Stated task 1.
In the passage about Uzzah, switch "integrity" to "honesty" and write out the part between "I want to start" and "lived in Kirjath-Jearim.", inclusive.

Source excerpt.

────

7 Then the anger of the LORD was aroused against Uzzah, and God struck him there for his error; and he died there by the ark of God. 2 Samuel 6:7
Reading the comments on ‘poor Uzzah’ and the seeming severity of God’s apparent swift judgement on Uzzah, I decided to spend an extra day on exploring the story of Uzzah and see if we can learn something fresh from this rather tragic story. (This is a long read, so get a cup of tea!)
I want to start with a few statements. God is never unjust. God is never vindictive. God never does evil. God’s actions are always full of integrity. God always does right. Let’s settle this. Having established this, we can move forward without risking irreverence and blaming God.
Who was Uzzah? Uzzah (his name simply means strength). Knowing the Israelites always name their children like most Africans, based on prophetic revelation of something they perceive as a feature of the child, Uzzah must have had some type of strength or was a strong guy), we will leave that for now. He was one of three sons of Abinadab. (Ahio, Uzzah and Eleazer). Who was Abinadab? Abinadab was a Levite who lived in Kirjath-Jearim.
How did the ark end up in the house of Abinadab on top of the hill? Due to the apostasy of Israel, the Philistines captured the Ark for seven months, God plagued the Philistines and they wanted nothing to do with the Ark anymore. They returned the Ark to Israel on a cart driven by oxen. The Ark arrives in a place called Beth-Shemesh (House of the Sun). The oxen of their own accord brought the Ark to Beth Shemesh and the people of Beth Shemesh were so happy to see the Ark. The Levites came and took the Ark down and set it up and sacrificed before the ark. Then, the men of Beth-Shemesh looked into the Ark and God struck them, a total of 50,070 men died as a result of this irreverence. Please take note of that number. They then sent for the men of Kirjath-jearim and they brought it to the house of Abinadab, then they consecrated one of his sons, Eleazar to keep the ark.
Now this is where the story picks up. The ark was in the house of Abinadab for about 20 years.
He had a son named Eleazar (God is my helper), who was consecrated and set aside for the care of the ark? Why was he not involved with bringing the ark into Jerusalem? Why was it Ahio and Uzzah his brothers, who now took charge? Did they have a conflict? Did Eleazar warn them not to do it the way they chose to? What happened? We can’t say for sure.
One thing we know for certain is that God judged Uzzah for his error.

────

Records for this task.
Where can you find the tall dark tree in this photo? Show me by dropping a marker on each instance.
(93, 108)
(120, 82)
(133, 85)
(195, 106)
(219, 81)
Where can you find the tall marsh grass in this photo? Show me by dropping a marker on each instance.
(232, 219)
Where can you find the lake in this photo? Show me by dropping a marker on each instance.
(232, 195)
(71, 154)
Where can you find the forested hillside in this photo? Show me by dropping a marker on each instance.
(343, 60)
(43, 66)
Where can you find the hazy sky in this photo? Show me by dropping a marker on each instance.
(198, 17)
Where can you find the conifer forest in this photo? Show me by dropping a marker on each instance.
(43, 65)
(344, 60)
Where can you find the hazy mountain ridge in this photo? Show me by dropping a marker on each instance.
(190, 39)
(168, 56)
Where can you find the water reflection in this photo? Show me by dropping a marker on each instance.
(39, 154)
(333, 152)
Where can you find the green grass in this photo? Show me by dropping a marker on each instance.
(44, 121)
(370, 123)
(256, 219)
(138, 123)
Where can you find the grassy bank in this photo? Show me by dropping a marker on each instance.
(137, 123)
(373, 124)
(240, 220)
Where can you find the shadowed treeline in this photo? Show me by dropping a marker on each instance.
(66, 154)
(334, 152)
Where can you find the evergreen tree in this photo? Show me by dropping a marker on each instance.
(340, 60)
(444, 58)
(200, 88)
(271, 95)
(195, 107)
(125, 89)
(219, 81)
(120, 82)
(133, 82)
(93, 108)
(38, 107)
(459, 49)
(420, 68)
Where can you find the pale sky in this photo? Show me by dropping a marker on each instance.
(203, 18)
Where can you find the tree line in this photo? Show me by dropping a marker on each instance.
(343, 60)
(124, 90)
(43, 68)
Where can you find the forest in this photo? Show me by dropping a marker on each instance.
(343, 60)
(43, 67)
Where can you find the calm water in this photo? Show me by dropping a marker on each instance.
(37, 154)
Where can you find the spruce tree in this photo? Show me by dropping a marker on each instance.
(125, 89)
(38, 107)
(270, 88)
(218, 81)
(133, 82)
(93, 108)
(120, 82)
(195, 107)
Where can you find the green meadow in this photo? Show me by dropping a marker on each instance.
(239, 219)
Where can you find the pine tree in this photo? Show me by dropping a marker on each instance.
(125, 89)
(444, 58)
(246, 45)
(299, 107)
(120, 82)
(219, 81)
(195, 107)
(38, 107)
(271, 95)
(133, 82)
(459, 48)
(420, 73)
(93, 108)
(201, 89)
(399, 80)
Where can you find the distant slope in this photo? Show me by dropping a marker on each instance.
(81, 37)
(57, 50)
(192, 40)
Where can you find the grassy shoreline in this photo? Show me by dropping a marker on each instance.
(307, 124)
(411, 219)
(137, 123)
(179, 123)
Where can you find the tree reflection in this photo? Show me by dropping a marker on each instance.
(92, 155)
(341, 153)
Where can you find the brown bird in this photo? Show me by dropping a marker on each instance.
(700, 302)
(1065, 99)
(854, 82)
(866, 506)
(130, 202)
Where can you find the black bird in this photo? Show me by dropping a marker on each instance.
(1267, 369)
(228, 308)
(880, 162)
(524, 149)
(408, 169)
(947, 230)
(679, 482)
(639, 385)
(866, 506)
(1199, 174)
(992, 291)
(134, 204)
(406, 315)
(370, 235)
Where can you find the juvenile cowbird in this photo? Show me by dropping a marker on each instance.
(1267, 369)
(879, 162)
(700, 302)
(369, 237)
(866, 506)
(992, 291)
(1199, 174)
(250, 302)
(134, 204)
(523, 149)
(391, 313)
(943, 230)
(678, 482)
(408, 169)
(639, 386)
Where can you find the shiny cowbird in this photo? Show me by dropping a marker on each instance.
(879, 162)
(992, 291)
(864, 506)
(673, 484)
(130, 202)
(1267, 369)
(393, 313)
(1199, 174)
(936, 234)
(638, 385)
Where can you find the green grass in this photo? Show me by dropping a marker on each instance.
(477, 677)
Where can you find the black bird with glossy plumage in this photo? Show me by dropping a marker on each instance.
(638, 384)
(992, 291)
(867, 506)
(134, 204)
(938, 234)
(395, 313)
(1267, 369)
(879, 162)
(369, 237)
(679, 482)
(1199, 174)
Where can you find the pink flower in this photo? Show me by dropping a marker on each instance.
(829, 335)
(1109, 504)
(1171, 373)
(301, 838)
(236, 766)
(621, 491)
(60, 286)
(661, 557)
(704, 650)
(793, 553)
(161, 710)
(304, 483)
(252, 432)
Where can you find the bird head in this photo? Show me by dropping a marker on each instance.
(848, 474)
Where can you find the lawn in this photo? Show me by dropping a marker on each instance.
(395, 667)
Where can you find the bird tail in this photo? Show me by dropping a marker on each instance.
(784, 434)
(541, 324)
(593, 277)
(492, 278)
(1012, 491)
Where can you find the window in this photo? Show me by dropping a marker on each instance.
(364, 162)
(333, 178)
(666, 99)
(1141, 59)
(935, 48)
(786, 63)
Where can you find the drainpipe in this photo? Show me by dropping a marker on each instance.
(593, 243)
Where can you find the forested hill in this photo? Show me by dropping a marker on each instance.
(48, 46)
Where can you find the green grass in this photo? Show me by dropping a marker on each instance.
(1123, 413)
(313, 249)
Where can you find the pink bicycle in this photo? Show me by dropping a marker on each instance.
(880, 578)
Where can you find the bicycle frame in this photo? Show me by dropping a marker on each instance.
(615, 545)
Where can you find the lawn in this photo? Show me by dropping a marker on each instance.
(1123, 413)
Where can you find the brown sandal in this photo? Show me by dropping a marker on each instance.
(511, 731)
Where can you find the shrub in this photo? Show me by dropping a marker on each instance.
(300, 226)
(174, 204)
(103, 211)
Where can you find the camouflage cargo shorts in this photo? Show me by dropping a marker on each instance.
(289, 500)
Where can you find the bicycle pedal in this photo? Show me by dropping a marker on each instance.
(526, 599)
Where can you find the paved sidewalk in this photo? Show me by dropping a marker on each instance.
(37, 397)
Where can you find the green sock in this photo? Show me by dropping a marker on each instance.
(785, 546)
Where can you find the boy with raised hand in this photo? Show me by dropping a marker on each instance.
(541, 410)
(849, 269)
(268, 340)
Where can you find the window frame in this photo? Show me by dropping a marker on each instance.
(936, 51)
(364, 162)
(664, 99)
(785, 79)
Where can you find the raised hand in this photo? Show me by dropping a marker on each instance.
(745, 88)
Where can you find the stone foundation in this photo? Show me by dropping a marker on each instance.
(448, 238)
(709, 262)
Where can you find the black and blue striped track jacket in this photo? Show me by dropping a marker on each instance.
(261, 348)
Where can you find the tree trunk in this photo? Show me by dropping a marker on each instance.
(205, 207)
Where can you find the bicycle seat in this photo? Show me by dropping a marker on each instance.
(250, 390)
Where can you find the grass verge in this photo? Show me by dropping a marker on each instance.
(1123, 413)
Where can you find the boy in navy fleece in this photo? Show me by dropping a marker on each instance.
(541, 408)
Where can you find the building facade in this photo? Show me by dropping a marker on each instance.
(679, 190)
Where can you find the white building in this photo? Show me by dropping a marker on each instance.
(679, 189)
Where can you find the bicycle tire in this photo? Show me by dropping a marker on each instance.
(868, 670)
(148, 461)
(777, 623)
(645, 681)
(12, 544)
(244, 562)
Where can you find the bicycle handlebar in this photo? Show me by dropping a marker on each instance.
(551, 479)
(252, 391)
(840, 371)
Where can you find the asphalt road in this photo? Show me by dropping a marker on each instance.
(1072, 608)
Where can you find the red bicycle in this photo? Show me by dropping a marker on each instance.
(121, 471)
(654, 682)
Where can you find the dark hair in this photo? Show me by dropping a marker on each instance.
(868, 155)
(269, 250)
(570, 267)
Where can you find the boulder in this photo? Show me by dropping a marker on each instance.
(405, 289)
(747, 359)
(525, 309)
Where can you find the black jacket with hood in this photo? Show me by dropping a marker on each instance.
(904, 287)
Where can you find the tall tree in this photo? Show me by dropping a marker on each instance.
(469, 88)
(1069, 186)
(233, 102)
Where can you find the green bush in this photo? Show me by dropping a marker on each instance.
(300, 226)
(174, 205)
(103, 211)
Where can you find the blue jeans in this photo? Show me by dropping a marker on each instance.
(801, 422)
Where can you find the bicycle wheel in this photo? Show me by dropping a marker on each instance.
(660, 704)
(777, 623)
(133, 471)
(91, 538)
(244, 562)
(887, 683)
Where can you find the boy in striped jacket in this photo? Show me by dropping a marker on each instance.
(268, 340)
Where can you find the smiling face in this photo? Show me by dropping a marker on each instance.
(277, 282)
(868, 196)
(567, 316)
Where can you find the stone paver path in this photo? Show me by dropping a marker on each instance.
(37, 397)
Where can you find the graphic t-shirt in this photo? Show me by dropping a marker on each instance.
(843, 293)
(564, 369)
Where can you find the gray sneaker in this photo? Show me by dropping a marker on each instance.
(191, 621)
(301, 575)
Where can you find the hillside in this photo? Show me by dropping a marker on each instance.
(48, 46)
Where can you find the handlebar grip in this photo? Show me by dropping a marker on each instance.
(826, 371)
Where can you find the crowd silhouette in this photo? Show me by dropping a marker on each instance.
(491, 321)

────

Stated task 2.
Echo the entries word for word, from the line containing "Where can you find the handlebar" through the final line of the entries, inclusive.

Worked solution 1.
I want to start with a few statements. God is never unjust. God is never vindictive. God never does evil. God’s actions are always full of honesty. God always does right. Let’s settle this. Having established this, we can move forward without risking irreverence and blaming God.
Who was Uzzah? Uzzah (his name simply means strength). Knowing the Israelites always name their children like most Africans, based on prophetic revelation of something they perceive as a feature of the child, Uzzah must have had some type of strength or was a strong guy), we will leave that for now. He was one of three sons of Abinadab. (Ahio, Uzzah and Eleazer). Who was Abinadab? Abinadab was a Levite who lived in Kirjath-Jearim.

Worked solution 2.
Where can you find the handlebar grip in this photo? Show me by dropping a marker on each instance.
(826, 371)
Where can you find the crowd silhouette in this photo? Show me by dropping a marker on each instance.
(491, 321)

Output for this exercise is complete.